Give the data starting at the line containing "point at the grass slope in foreground" and ending at the line containing "<point>224,153</point>" as a Markdown table with the columns No. and Line, one row per line and no rows for blank lines.

___ Given records ___

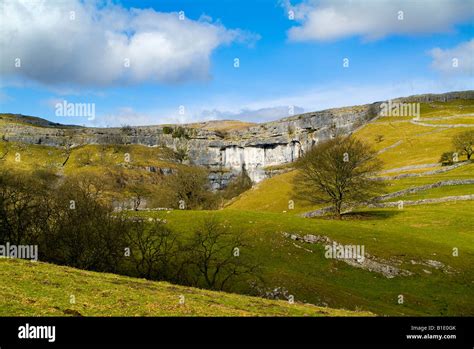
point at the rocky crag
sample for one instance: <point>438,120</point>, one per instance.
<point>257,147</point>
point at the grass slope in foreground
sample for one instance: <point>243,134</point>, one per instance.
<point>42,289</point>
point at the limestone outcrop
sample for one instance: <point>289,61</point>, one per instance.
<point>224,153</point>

___
___ Given records ___

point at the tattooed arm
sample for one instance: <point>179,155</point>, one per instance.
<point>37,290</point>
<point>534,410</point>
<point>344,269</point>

___

Result of the exercise —
| No. | Line |
|---|---|
| 1 | point at the grass slope in foreground |
| 2 | sample for one instance: <point>243,134</point>, one per instance. |
| 3 | <point>42,289</point> |
| 4 | point at the limestone outcrop |
| 5 | sample for one instance: <point>289,61</point>, one per instance. |
| 6 | <point>224,153</point> |